- TEXTO FORNECIDO:

O leitor recebeu em casa um envelope lacrado. A instrução era para que ele o abrisse apenas em um momento específico, durante uma videoconferência com pesquisadores e diretores do Grupo Estado. Foi só então que ele teve em mãos o seu jornal de todo dia, porém em um formato completamente diferente.

Mas para chegar até o leitor esse novo Estadão percorreu um longo caminho. Podemos olhar para o ano de 2017 – quando uma reestruturação da empresa e a sua transformação digital teve início. Os primeiros passos na modernização do grupo e na reestruturação da produção de conteúdo foram dados há quatro anos. Em 2020, com a presença da consultoria Mckinsey, esse movimento, chamado de Estadão 3.0, intensificou-se.

Todo o desenvolvimento dos planosocorreu por videoconferência Foto: DANIEL TEIXEIRA / ESTADÃO

“A gente estava neste processo quando veio a pandemia. A primeira ação da empresa foi cuidar das pessoas. Todos foram para casa. Nos adaptamos bem à situação. E, apesar do distanciamento, todos os planos de mudança continuaram”, contou o editor-chefe do jornal, David Friedlander.

- DADOS FORNECIDOS:
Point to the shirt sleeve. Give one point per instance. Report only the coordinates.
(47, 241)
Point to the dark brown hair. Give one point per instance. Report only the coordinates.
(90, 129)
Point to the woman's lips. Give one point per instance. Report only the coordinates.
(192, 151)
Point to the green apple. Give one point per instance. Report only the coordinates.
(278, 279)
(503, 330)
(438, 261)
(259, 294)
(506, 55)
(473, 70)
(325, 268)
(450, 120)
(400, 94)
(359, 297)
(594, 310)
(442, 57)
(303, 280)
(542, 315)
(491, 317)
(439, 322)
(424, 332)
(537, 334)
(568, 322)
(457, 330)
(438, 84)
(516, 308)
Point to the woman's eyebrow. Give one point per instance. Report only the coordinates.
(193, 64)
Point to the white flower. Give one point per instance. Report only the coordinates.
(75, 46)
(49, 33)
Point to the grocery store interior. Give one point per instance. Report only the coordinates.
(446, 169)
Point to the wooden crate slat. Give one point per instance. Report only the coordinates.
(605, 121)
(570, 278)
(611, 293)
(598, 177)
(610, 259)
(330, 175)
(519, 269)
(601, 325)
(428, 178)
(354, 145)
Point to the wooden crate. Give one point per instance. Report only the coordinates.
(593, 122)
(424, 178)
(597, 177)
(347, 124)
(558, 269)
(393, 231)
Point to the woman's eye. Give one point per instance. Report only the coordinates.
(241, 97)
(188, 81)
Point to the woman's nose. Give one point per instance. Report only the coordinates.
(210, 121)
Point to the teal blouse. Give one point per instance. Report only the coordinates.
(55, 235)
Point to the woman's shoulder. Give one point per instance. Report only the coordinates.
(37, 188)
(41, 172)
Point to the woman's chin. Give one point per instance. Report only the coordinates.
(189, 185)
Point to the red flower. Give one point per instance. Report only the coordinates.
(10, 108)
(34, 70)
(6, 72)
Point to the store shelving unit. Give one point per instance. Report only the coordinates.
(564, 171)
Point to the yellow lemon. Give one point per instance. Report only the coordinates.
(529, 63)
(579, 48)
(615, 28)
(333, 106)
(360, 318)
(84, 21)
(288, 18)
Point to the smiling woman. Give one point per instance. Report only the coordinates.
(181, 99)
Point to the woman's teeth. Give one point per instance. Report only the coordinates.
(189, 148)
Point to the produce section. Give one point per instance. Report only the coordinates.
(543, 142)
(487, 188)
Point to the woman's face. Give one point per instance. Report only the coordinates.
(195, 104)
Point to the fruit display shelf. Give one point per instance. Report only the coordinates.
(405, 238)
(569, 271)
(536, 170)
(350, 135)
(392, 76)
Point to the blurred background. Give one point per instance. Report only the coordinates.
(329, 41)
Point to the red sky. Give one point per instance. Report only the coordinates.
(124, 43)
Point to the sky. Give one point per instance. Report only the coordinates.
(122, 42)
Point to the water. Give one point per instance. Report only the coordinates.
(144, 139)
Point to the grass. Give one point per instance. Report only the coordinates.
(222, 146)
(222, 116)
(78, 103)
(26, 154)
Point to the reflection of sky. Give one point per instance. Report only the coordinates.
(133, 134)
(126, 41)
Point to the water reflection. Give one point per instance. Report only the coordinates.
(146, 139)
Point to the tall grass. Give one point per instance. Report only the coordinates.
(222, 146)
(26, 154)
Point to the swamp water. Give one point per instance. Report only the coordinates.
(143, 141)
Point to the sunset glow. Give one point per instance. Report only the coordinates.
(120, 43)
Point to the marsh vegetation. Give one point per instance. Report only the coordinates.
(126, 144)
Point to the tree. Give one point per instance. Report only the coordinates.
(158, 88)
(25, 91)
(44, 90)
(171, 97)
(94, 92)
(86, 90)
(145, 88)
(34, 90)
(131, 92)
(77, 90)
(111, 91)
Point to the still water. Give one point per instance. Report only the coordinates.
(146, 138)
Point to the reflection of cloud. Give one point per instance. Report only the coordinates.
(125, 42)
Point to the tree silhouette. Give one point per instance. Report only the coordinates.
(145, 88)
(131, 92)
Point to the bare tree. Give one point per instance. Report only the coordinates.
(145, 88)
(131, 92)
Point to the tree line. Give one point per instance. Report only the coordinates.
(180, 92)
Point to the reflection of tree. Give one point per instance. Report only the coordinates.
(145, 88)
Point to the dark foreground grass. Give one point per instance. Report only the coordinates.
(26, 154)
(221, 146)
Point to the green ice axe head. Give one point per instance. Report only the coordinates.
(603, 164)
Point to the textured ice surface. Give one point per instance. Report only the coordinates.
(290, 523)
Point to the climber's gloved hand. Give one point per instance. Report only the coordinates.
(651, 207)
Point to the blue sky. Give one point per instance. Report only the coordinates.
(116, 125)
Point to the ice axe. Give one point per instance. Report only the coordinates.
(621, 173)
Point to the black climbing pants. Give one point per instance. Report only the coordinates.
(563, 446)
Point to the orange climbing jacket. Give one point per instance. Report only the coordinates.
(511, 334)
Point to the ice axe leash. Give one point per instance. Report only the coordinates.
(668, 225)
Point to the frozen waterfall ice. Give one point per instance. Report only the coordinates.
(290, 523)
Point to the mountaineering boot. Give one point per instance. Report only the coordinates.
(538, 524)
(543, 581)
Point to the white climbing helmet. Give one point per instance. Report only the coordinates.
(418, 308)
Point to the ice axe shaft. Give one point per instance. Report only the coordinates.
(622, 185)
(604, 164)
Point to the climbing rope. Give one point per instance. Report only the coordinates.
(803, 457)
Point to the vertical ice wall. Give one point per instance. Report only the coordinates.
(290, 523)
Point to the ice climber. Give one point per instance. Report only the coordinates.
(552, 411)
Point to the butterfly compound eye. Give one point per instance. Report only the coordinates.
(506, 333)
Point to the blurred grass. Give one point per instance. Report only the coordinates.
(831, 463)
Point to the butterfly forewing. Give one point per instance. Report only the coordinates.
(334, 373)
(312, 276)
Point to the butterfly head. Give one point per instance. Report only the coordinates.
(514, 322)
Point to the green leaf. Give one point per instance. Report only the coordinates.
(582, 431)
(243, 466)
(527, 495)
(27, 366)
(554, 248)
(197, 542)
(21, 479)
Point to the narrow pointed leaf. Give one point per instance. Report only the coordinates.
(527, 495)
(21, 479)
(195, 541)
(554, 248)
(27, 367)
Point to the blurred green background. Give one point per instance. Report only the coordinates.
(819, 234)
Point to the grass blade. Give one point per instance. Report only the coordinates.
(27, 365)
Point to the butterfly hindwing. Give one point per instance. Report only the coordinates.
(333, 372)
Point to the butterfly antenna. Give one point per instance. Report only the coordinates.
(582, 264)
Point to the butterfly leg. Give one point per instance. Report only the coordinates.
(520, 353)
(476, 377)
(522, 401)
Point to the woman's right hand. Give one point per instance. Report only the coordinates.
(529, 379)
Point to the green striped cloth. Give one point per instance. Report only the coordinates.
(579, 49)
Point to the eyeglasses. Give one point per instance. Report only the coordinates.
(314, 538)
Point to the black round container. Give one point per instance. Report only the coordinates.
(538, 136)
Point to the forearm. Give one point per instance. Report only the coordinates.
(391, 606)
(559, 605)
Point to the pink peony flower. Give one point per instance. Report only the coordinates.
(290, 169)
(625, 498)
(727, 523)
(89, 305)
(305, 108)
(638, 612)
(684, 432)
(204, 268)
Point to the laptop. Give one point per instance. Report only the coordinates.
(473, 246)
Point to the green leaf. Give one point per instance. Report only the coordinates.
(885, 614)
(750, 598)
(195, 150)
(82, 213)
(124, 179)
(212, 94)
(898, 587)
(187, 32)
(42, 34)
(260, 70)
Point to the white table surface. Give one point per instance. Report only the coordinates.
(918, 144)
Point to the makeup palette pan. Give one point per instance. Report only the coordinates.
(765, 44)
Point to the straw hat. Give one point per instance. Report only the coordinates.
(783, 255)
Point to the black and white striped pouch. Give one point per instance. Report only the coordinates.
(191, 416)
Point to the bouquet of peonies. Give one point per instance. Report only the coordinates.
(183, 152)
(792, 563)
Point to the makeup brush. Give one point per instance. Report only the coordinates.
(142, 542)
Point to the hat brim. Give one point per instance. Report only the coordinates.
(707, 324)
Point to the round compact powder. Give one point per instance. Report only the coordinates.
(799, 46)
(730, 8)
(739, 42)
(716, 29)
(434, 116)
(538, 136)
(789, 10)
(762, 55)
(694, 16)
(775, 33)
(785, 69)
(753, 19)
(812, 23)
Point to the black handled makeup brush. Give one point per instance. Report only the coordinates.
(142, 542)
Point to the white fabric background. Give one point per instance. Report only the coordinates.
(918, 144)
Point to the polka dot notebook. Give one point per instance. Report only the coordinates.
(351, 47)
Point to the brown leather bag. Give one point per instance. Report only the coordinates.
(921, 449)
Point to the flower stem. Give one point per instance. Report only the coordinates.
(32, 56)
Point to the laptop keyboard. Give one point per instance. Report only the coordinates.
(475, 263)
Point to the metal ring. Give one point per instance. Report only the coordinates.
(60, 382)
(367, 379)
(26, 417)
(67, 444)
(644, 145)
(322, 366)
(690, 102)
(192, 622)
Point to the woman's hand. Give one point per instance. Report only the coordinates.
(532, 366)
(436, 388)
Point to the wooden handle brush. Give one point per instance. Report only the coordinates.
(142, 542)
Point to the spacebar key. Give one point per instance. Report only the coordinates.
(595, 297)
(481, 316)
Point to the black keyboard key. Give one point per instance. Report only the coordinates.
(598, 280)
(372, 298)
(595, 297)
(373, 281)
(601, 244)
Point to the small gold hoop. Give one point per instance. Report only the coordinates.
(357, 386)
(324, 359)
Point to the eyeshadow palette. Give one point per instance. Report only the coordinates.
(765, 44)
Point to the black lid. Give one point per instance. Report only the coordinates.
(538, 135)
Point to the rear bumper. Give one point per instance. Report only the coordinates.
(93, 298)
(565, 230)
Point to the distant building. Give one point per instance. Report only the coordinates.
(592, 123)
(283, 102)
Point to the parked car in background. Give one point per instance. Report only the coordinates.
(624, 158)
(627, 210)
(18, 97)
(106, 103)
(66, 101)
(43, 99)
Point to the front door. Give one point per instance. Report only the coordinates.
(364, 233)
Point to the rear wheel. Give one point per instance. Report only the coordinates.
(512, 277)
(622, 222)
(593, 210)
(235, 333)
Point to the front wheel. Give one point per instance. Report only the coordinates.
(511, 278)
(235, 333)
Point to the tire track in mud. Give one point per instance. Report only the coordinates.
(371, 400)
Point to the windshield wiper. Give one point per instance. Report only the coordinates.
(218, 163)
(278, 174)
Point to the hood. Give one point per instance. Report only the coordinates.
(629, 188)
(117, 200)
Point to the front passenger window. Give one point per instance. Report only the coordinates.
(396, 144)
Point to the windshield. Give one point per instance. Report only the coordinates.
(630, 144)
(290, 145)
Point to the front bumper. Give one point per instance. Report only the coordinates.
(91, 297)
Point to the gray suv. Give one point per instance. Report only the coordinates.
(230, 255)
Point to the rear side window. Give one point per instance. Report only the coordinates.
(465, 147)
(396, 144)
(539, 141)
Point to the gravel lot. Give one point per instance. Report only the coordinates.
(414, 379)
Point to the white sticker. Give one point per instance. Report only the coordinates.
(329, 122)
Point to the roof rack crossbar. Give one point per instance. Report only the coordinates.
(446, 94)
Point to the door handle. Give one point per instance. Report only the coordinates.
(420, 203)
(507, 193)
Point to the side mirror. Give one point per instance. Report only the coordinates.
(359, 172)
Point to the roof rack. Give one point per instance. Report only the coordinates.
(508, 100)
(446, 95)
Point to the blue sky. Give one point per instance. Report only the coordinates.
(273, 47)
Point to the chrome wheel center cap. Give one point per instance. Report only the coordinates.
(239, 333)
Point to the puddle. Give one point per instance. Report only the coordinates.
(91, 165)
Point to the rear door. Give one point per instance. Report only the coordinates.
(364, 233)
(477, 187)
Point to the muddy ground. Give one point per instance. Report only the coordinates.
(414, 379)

- A FAZER: Cite na íntegra o texto sobre a transformação do Estadão, sem mudar nenhuma palavra. Os itens não servem para nada neste exercício.

- EXERCÍCIO CONCLUÍDO:
O leitor recebeu em casa um envelope lacrado. A instrução era para que ele o abrisse apenas em um momento específico, durante uma videoconferência com pesquisadores e diretores do Grupo Estado. Foi só então que ele teve em mãos o seu jornal de todo dia, porém em um formato completamente diferente.

Mas para chegar até o leitor esse novo Estadão percorreu um longo caminho. Podemos olhar para o ano de 2017 – quando uma reestruturação da empresa e a sua transformação digital teve início. Os primeiros passos na modernização do grupo e na reestruturação da produção de conteúdo foram dados há quatro anos. Em 2020, com a presença da consultoria Mckinsey, esse movimento, chamado de Estadão 3.0, intensificou-se.

Todo o desenvolvimento dos planosocorreu por videoconferência Foto: DANIEL TEIXEIRA / ESTADÃO

“A gente estava neste processo quando veio a pandemia. A primeira ação da empresa foi cuidar das pessoas. Todos foram para casa. Nos adaptamos bem à situação. E, apesar do distanciamento, todos os planos de mudança continuaram”, contou o editor-chefe do jornal, David Friedlander.